◆ PROVIDED PASSAGE ◆
John Ridgley Gardner Jr., a 72-year-old resident of Zonal Geranium Court in Palm Coast, was sentenced this morning to five years in prison followed by 10 years in probation on 13 second-degree felony counts of possession of sexual abuse video and images of minors.
Gardner, who’d lived at his Seminole Woods home for almost two decades with his wife after moving to Palm Coast from Marathon in 2005, had faced a minimum of 14 years and a maximum of 195 years in prison, based on the state’s sentencing guidelines.
“This is a downward departure in that regard,” Circuit Judge Terence Perkins said, addressing Assistant State Attorney Melissa Clark, and using the legal terminology of imposing a more lenient sentence than the guidelines call for. There was no mandatory minimum in the case. Clark prosecuted the case. Perkins said he was assuming “that the state was considering in its negotiations Mr. Gardner’s age, background, all of that.” In other words it was an agreed-upon plea between the State Attorney’s Office and Gardner, who’d pleaded to the charge before Perkins on March 9.
“I do accept for good and valid reasons that this is a downward departure. Somewhat downward departure,” Perkins said. “And, again, that was all made known to me at the time that I accepted the plea in that regard.”
Gardner was arrested last August 20 at his home, following an investigation by Flagler County Sheriff’s detective Dennis Lashbrook, who leads the agency’s cyber crimes unit. Lashbrook had been alerted to Gardner’s activity by cybertips, a system by which service providers that detect certain illicit and explicit materials on their servers inform authorities. Gardner had been using a MicrosoftOne Drive account until the company shut it down because of its content. Lashbrook subpoenaed the contents, along with evidence from Charter Communications, Gardner’s internet service provider. The evidence pointed to Gardner. He did not deny it.
“I am the one who is responsible for this, it’s no question,” he told authorities when he was served a search warrant. He told detectives he had not abused children as an adult, but that he had done so as a teen, when he abused his younger sisters. As a recovering alcoholic for the past 30 years, he said he had substituted one addiction for another. He said he had “gygabytes”‘ worth of material, collected over years from usenet-type sources and stored on dozens of thumb drives, hard drives, CDs, and computers–laptops, tablets, desktops. He could, in effect, have been charged for every single one of the items, resulting in a potential sentence measured in millennia, not mere years.
Clark asked the court to ensure in its order that he would forfeit all those electronics. Some of the devices included family photos that Gardner wanted to recover. “But anything that contains contraband of course pursuant to the plea agreement would be forfeited,” his attorney, Gilbert Schaffnit, said.
Neither the defense nor the prosecution had witnesses wanting to address the court. Only Schaffnit acknowledged the court’s forbearance, delaying sentencing to Gardner could by his wife’s side during health issues.

[Records excerpted from a collection]
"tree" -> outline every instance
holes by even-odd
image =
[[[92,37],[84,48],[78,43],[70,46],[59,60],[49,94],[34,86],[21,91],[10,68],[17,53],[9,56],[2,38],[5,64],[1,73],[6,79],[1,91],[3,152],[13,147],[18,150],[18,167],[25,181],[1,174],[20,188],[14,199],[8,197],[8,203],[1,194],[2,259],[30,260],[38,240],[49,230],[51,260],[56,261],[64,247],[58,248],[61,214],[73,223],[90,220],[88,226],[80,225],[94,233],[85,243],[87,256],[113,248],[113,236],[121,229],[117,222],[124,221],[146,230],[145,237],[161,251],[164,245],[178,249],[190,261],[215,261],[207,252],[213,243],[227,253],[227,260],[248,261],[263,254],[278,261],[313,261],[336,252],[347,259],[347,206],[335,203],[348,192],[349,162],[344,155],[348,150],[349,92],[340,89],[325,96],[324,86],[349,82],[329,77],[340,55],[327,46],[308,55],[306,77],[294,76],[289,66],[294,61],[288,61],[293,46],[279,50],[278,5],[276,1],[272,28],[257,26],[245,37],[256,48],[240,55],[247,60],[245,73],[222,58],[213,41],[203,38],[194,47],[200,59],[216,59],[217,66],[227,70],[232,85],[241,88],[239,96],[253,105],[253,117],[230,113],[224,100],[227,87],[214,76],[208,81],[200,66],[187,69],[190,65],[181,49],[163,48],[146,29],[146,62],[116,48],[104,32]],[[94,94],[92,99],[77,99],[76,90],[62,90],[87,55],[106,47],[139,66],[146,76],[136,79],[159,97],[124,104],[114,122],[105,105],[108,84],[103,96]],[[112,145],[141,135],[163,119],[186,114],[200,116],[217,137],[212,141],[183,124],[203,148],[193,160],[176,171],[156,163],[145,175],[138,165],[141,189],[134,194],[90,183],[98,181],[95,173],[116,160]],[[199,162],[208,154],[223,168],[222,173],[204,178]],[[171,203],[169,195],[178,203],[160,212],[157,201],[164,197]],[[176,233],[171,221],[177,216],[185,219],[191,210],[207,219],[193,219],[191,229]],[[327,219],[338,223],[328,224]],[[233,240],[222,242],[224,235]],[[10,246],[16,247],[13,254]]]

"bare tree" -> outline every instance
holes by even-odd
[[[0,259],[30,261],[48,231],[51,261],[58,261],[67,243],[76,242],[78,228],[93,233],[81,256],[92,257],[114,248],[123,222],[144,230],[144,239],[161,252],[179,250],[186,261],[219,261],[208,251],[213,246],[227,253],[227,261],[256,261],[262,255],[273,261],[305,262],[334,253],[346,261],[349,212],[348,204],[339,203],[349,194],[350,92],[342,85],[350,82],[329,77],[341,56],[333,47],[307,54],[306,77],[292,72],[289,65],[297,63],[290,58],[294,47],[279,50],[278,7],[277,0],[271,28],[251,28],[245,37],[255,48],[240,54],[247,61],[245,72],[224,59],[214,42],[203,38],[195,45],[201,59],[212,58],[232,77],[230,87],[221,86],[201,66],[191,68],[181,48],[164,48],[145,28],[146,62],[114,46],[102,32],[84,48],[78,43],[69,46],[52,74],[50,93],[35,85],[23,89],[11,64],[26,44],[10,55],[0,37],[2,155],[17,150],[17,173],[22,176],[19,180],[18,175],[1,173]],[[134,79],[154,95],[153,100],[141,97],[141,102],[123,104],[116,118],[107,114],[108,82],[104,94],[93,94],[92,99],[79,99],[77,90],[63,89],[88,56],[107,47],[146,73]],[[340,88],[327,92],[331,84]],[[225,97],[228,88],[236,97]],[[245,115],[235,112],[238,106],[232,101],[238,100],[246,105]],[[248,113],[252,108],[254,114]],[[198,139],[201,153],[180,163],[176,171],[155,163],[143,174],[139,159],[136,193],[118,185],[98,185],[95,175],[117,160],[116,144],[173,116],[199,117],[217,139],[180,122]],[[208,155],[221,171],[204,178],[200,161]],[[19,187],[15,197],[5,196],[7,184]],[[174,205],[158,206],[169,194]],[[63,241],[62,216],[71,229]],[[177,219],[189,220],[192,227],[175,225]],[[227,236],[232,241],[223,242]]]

◆ TASK TO COMPLETE ◆
Please answer these questions from the report on Gardner's sentencing:
(a) What minimum and maximum prison terms had Gardner faced under the state's sentencing guidelines?
(b) Who leads the Flagler County Sheriff's cyber crimes unit?
(c) Who was Gardner's attorney?
The records aren't needed for any task here.

◆ ANSWER BOX ◆
(a) A minimum of 14 years and a maximum of 195 years.
(b) Detective Dennis Lashbrook.
(c) Gilbert Schaffnit.